Restate each of the lines below word for word and drop every picture.
:: Records for this exercise ::
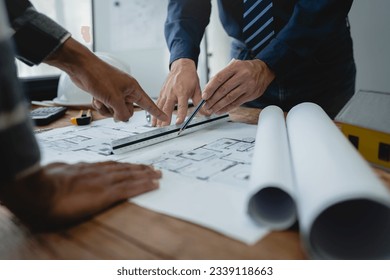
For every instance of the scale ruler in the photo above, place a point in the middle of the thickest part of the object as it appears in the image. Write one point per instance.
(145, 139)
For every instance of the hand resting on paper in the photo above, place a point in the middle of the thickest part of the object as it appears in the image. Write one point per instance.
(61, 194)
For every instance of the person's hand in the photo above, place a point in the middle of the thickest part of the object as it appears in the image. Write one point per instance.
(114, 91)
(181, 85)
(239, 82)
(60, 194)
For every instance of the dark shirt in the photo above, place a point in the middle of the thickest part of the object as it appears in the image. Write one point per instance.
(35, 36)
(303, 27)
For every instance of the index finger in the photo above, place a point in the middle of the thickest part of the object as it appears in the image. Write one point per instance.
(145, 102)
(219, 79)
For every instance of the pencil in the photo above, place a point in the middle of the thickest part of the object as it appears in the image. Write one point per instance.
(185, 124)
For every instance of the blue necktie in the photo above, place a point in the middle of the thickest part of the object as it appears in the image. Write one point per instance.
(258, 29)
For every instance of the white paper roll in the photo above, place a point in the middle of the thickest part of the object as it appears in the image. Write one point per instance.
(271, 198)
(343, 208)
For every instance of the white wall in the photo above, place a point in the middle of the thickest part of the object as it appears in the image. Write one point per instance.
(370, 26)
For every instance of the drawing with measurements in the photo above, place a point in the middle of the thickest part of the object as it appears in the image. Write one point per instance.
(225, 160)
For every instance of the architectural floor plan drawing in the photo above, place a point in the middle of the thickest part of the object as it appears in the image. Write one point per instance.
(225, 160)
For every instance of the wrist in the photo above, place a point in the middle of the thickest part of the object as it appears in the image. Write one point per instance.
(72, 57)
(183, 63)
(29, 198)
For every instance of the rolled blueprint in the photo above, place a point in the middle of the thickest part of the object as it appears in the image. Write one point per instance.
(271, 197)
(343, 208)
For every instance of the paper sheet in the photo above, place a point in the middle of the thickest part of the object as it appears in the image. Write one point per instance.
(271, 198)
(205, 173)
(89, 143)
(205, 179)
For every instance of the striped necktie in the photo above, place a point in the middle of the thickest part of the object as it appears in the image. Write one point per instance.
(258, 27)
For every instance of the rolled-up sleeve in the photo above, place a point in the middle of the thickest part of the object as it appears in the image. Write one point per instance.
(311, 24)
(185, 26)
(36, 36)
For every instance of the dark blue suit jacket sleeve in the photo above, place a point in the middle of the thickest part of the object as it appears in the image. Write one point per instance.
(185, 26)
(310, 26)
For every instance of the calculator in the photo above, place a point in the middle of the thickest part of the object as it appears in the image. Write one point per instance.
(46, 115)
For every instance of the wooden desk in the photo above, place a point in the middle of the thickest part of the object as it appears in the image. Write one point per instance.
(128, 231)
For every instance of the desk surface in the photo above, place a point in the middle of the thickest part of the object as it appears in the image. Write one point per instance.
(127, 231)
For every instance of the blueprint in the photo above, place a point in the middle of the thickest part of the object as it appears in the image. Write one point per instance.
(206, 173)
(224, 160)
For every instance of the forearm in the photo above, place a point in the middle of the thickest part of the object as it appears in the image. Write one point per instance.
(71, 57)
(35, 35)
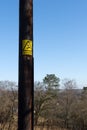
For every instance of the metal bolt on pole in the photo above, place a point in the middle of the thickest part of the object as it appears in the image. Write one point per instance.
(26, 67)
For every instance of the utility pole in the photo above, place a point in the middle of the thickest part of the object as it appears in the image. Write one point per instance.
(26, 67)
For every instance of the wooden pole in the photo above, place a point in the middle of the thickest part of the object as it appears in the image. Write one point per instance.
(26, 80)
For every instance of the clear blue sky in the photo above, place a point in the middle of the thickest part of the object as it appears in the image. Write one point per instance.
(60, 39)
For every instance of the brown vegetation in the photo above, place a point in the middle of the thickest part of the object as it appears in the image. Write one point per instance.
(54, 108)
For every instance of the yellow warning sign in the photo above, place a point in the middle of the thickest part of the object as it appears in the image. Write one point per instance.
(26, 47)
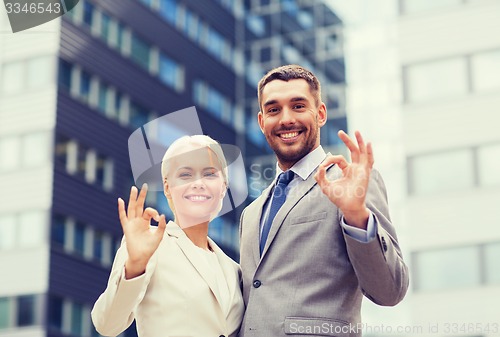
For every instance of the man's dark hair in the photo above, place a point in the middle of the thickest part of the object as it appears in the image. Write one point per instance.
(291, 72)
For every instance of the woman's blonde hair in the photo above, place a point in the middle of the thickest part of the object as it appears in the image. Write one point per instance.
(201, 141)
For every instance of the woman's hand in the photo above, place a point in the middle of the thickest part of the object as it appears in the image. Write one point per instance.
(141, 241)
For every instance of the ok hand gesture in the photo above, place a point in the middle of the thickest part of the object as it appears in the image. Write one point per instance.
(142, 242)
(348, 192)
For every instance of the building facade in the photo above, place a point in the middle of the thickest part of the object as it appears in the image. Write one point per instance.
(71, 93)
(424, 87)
:::
Result below
For every instance of the scale ruler in the photo above, place a point in the middle of the thickest part of the object as it appears in the image. Write one point per instance.
(145, 139)
For every instance of the hand resting on paper in the photo above, place a point in the middle of the thickest part of the object as it appears in the image. Write one point per instance.
(61, 194)
For every instance of the person's hand in the photo above, place a point in the middle of the thickest part of the object as it appears in the image. Write one point per instance.
(114, 91)
(181, 85)
(239, 82)
(60, 194)
For every instance of the dark shirt in the photo above, place a point in the middle of the thickest part of the object as it appears in the image. Write one point per instance.
(35, 36)
(303, 27)
For every instance of the index finger in the photo above, place a point in the middle of the thickest part of the object as it appears in the image. Write one point per instance.
(145, 102)
(219, 79)
For every instance of the pencil in the photo above, place a point in the middle of the thickest part of the object as it appears in the image. Write one point per instance.
(185, 124)
For every instance of the blue necktie in the photo above, place a point in the middle of the thickest part of the object as it appears in the image. Write one point per instance.
(258, 29)
For every instance of the white paper roll in the photo above, place a point in the middle of the thickest part of the object as it appears in the image. Write one point per instance.
(271, 198)
(343, 208)
For every instance of the white wall in the photo above, place a point in the middle of the thickest part of the object as it appears in the image. Write one point per instance.
(370, 26)
For every instance of the drawing with measurements in the photo above, place a point in the middle of the thickest part of the object as it appears in the image. Write one point per instance.
(225, 160)
For every instance of the architectural floor plan drawing in the photo above, place a point in the middle of the thickest part of the object as it appears in the image. Write one point per instance.
(225, 160)
For every instance of the wrist in the photo above, place a point in the middle of the thickest part of the object as it appears in the image. Write one point per instance.
(72, 57)
(183, 63)
(29, 198)
For every instance of the rolled blueprint in the photo above, place a point in the middle of the thickest part of the object as it appears in the image. Write one point per instance.
(271, 197)
(343, 208)
For every instance of the paper sheet in the photo above, place a point in the middle of the thickest part of the object as it appears in the image. Write one point per instance.
(271, 198)
(205, 173)
(89, 143)
(205, 179)
For every instance of the striped necktie in the photo above, place a point in the middle of the thickest part of the object as it appears in the image. Write one point per instance.
(258, 27)
For every instance of the rolled-up sleeve in the photo above, place a point in the middle of the thickest part of the object as it appears in the image. Write one point per instance.
(311, 24)
(185, 26)
(36, 36)
For every instance of the dark blue suit jacket sleeve in the photo above, place a point in the middle of the thickest part of the object as it appears in the image. Write one point per instance.
(185, 26)
(310, 26)
For every instance of the calculator in the photo above, place a point in the middle of the thickest part of the object as it appears in the image. Write one point per instance.
(46, 115)
For every instance of the wooden desk in the photo above, place a point in the middle of the thickest part of the object as it appears in the image. Write one point per instance.
(128, 231)
For every instance of the desk surface in the photo above, place a point in the middle of the thickest part of the object as it appears in the image. Write one point per instance.
(127, 231)
For every instance of the blueprint in the photo above, place a point in the middle of the thickest part of the object as it appears in the image. Write one point per instance.
(206, 173)
(224, 160)
For every instance of the forearm in the photo above, place a point in the middle of the thickest part of the object as it appears in the image. Write one point per instance.
(71, 57)
(35, 35)
For every instance of the metal bolt on pole in the photo above, place a point in the middle of the thickest part of the object as it appears in the image. Write one point per instance.
(26, 67)
For every instance of the utility pole in the photo above, place a point in the middle of the thickest part of the object as it appears in the image. Write one point per instance.
(26, 67)
For every instance of the wooden pole in the photo above, place a point in the middle of the thickest part of the object as it appears in the image. Write one point per instance.
(26, 80)
For every instance of the clear blue sky in the photo above, place a point in the middle of the thickest part of the object as it appears in the image. Write one point per instance.
(60, 39)
For every instance of the brown vegetation in the photo above, place a point in the middle of the thickest part of the object as it appears in the image. Write one point per instance.
(54, 108)
For every instance of the yellow warning sign in the photo above, place a point in the middle of the thickest part of the object as it appears in the image. Write one point per instance.
(26, 47)
For every instance of the man's dark hair in the photo above, place a point in the middle of the thickest part of the object as it appears in the image. Write one point per instance.
(291, 72)
For every instance of the woman's blonde hair in the photo above, place a point in the middle of the thickest part of the object as it appears in the image. Write one point per instance.
(201, 141)
For every instance of the woman's hand in the photo above, place a point in the middle of the thickest part of the object as it appears in the image. Write one point per instance.
(141, 241)
For every instance of the ok hand gesture in the photo above, place a point in the middle of the thickest part of the object as it appears in the image. Write one point per instance.
(142, 242)
(348, 192)
For every instance of the building facade in the photo above, place a point in the middle of the thickest part of the object as it appears in the image. Write one point per instance.
(71, 93)
(424, 87)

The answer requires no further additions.